## EXERCICE ÉCRIT A
D'après le texte source, à quel intervalle faut-il réaliser la mesure pour suivre une variation horaire ?

## TEXTE SOURCE
--

Mettre à niveau ses données pour permettre l’analyse et l’optimisation énergétique industrielle

« Il convient d’identifier les données qui correspondent directement au projet d’efficacité énergétique » poursuit Dominique Martin. Ainsi, pour chaque enjeu énergétique important, on définit l’information que le Système d’Information Énergétique mettra à disposition des opérateurs pour améliorer l’efficacité énergétique, et on identifie les données qui permettront de générer cette information : par exemple, pour maîtriser la consommation pendant l’arrêt des installations (le talon de consommation), il faut connaître le statut ‘marche’ ou ‘arrêt’ des principaux consommateurs et la consommation énergétique des différentes zones d’atelier. Si ces données sont incomplètes, non fiables ou inexistantes, il faut corriger ces données, ou, si ce n’est pas possible, redéfinir le projet d’amélioration énergétique.

Et ce n’est pas tout. Lorsque la donnée est fiable, remonte-elle à la bonne fréquence ? Par exemple, beaucoup de compteurs fonctionnent en mode « impulsion ». Il faut alors contrôler la fréquence d’échantillonnage : au moins 2 fois plus de mesures que la durée du phénomène. Ainsi, si on suit une variation horaire, la mesure doit être réalisée toutes les 30 minutes.

 

La méthode pour améliorer la qualité des données « pas à pas »

La réussite d’un projet d’optimisation énergétique dépend donc beaucoup de la qualité des données. Voici une méthodologie précise pour assurer cette étape :

  1. Inventorier toutes les sources de données existantes dans l’usine.
  2. Récupérer les données vraiment utiles au cas métier étudié.

--

## DONNÉES AFFICHÉES
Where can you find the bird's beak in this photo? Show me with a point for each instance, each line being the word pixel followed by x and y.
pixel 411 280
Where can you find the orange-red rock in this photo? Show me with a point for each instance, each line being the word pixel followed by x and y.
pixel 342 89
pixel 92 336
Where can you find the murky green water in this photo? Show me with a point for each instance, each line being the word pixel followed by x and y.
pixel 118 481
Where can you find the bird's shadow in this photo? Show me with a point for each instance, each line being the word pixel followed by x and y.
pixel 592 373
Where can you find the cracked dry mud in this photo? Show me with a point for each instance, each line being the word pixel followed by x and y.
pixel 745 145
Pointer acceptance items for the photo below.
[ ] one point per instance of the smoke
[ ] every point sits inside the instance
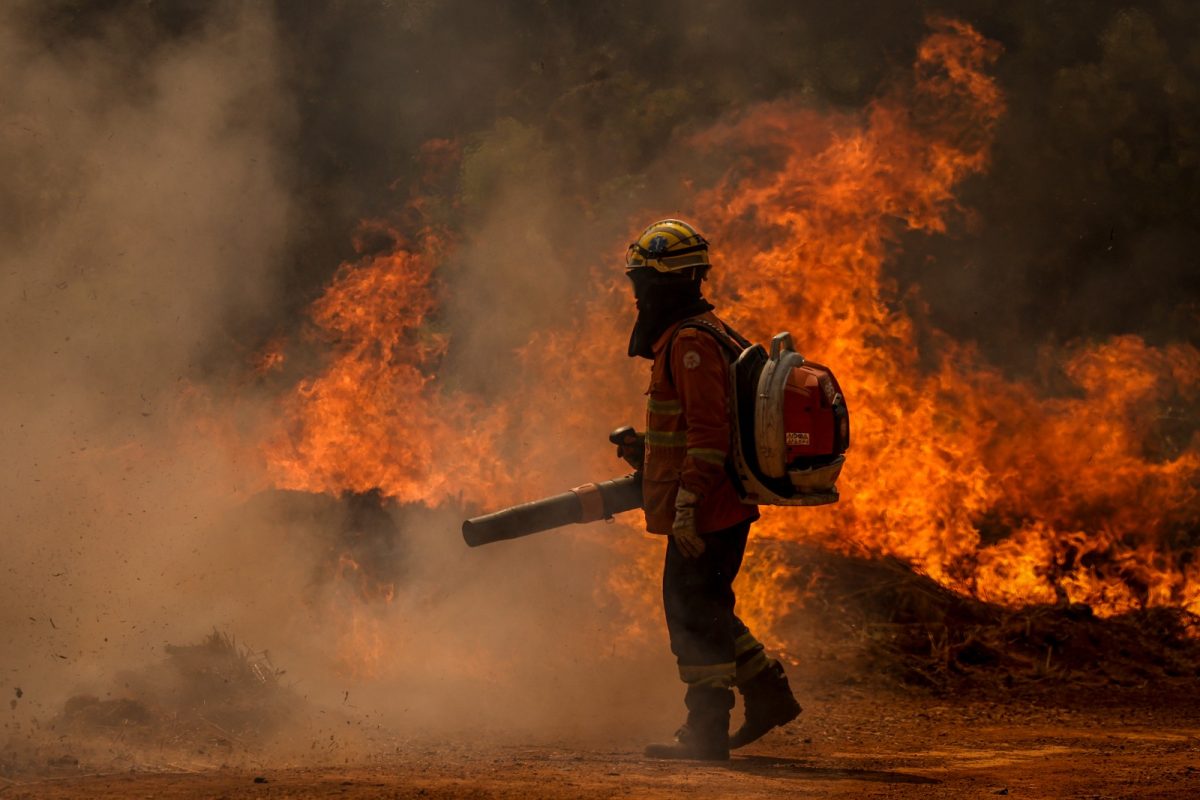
(143, 210)
(180, 184)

--

## EXERCICE ÉCRIT B
Comptez les lignes des enregistrements qui contiennent la chaîne « bird », puis donnez uniquement ce nombre.

## BONNE RÉPONSE A
Toutes les 30 minutes.

## BONNE RÉPONSE B
2